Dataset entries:
*****

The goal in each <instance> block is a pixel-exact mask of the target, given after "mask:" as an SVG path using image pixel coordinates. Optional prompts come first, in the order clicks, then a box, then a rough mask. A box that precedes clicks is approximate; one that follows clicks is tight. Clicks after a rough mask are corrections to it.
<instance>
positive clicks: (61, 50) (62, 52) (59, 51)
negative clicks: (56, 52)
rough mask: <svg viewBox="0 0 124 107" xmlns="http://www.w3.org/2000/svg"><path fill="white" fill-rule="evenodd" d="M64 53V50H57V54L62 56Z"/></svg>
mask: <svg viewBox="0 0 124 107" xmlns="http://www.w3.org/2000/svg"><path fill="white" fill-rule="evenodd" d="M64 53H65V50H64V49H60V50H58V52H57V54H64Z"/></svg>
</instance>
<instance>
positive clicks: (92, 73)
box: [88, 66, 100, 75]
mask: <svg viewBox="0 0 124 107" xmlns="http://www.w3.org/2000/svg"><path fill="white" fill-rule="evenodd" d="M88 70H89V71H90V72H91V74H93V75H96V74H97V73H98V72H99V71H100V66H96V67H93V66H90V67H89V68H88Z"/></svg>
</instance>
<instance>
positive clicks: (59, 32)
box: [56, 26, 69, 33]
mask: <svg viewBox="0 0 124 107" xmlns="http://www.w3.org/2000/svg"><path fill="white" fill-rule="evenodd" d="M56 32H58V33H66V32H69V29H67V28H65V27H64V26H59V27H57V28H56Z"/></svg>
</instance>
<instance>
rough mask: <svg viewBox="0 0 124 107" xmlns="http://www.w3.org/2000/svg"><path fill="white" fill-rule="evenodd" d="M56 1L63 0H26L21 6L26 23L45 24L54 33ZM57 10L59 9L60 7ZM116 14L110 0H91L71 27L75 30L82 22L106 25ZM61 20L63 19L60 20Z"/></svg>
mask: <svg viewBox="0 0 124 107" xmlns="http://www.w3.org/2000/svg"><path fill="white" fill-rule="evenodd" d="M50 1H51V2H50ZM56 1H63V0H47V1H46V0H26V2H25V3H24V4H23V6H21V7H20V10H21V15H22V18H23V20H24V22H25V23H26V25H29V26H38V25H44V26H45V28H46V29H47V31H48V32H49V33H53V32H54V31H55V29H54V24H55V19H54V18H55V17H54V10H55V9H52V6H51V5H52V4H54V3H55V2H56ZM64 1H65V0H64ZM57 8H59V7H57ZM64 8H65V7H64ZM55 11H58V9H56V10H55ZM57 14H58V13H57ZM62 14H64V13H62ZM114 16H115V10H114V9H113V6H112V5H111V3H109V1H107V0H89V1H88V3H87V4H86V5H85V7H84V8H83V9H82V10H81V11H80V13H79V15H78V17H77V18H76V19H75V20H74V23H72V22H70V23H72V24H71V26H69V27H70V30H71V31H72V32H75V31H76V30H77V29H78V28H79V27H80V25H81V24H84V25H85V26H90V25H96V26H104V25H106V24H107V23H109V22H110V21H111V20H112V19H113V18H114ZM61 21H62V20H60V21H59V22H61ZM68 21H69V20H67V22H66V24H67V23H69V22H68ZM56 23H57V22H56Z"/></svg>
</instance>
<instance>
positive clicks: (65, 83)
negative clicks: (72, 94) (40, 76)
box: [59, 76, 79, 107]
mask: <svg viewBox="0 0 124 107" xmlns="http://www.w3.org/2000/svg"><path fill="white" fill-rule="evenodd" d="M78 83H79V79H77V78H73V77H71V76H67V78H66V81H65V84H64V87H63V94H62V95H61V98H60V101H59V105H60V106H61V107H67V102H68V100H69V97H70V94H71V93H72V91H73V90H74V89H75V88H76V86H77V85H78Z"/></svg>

*****

## EXERCISE AIM
The records above are to be returned exactly as they appear.

## PROBLEM SOLUTION
The goal in each <instance> block is a pixel-exact mask of the target, given after "mask:" as an SVG path using image pixel coordinates. Optional prompts come first, in the order clicks, then a box, then a rough mask. A box that precedes clicks is approximate; one that follows clicks is tight. Clicks after a rough mask are corrections to it.
<instance>
positive clicks: (61, 50) (62, 52) (59, 51)
negative clicks: (56, 52)
rough mask: <svg viewBox="0 0 124 107" xmlns="http://www.w3.org/2000/svg"><path fill="white" fill-rule="evenodd" d="M64 53V50H57V54L62 56Z"/></svg>
mask: <svg viewBox="0 0 124 107" xmlns="http://www.w3.org/2000/svg"><path fill="white" fill-rule="evenodd" d="M64 53H65V50H64V49H60V50H58V52H57V54H64Z"/></svg>
</instance>
<instance>
positive clicks: (92, 73)
box: [88, 66, 100, 75]
mask: <svg viewBox="0 0 124 107" xmlns="http://www.w3.org/2000/svg"><path fill="white" fill-rule="evenodd" d="M88 70H89V71H90V72H91V74H93V75H96V74H97V73H98V72H99V71H100V66H96V67H93V66H90V67H89V68H88Z"/></svg>
</instance>
<instance>
positive clicks: (59, 32)
box: [56, 26, 69, 33]
mask: <svg viewBox="0 0 124 107" xmlns="http://www.w3.org/2000/svg"><path fill="white" fill-rule="evenodd" d="M56 32H58V33H66V32H69V29H67V28H65V27H64V26H59V27H57V28H56Z"/></svg>
</instance>
<instance>
rough mask: <svg viewBox="0 0 124 107" xmlns="http://www.w3.org/2000/svg"><path fill="white" fill-rule="evenodd" d="M56 1L63 0H26L21 6L26 23L45 24L54 33ZM57 10L59 9L60 7ZM116 14L110 0H91L71 27L75 30L82 22L106 25ZM61 20L63 19L60 20Z"/></svg>
mask: <svg viewBox="0 0 124 107" xmlns="http://www.w3.org/2000/svg"><path fill="white" fill-rule="evenodd" d="M50 1H51V2H50ZM56 1H63V0H47V1H46V0H26V2H25V3H24V4H23V6H21V7H20V10H21V15H22V18H23V20H24V22H25V23H26V25H29V26H38V25H44V26H45V28H46V29H47V31H48V32H49V33H53V32H54V31H55V29H54V24H55V19H54V18H55V17H54V10H55V9H52V6H51V5H52V4H54V3H55V2H56ZM64 1H65V0H64ZM57 8H59V7H57ZM64 8H65V7H64ZM55 11H58V9H56V10H55ZM57 14H58V13H57ZM62 14H64V13H62ZM114 16H115V10H114V9H113V6H112V5H111V3H109V1H107V0H89V1H88V3H87V4H86V5H85V7H84V8H83V9H82V10H81V11H80V13H79V15H78V17H77V18H76V19H75V20H74V23H72V22H70V23H72V24H71V26H69V27H70V30H71V31H72V32H75V31H76V30H77V29H78V28H79V27H80V25H81V24H84V25H85V26H90V25H96V26H104V25H106V24H107V23H109V22H110V21H111V20H112V19H113V18H114ZM61 21H62V20H60V21H59V22H61ZM68 21H69V20H67V22H66V24H67V23H69V22H68ZM56 23H57V22H56Z"/></svg>
</instance>
<instance>
positive clicks: (65, 83)
negative clicks: (72, 94) (40, 76)
box: [59, 76, 79, 107]
mask: <svg viewBox="0 0 124 107" xmlns="http://www.w3.org/2000/svg"><path fill="white" fill-rule="evenodd" d="M78 83H79V79H77V78H73V77H71V76H67V78H66V81H65V84H64V87H63V94H62V95H61V98H60V101H59V105H60V106H61V107H67V102H68V100H69V97H70V94H71V93H72V91H73V90H74V89H75V88H76V86H77V85H78Z"/></svg>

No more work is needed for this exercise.